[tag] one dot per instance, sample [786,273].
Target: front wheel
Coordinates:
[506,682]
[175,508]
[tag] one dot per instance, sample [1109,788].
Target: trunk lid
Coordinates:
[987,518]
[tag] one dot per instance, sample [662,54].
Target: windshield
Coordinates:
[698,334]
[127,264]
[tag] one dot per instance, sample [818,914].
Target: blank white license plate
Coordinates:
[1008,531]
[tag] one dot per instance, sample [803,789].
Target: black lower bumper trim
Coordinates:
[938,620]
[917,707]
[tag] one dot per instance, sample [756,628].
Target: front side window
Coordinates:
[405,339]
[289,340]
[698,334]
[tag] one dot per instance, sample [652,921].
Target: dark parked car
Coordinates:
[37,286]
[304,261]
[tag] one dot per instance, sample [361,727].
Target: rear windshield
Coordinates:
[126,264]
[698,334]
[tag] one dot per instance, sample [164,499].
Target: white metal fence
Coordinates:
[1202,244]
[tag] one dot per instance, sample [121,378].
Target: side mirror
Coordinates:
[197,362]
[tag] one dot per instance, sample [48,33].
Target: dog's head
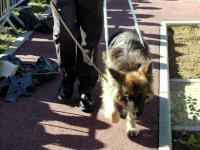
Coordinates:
[135,88]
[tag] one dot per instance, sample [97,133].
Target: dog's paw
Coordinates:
[115,117]
[133,132]
[123,114]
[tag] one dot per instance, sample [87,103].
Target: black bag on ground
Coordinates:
[26,77]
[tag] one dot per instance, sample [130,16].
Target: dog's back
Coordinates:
[127,53]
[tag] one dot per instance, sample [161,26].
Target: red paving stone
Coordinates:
[39,122]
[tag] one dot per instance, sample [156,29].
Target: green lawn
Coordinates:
[6,39]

Goal -> Give every line from the one containing "[tag] one dot per instance, sample [130,16]." through the last line of the items as a numbered list, with blank lines omitted.

Result for this exercise ->
1. [tag] one dot per instance, sample [130,16].
2. Target: dog's back
3. Coordinates:
4. [127,53]
5. [tag] one dot per instance, sample [161,26].
6. Target: red paving stone
7. Coordinates:
8. [39,122]
9. [tag] one dot per instance, sample [156,29].
10. Target: green lawn
11. Coordinates:
12. [6,39]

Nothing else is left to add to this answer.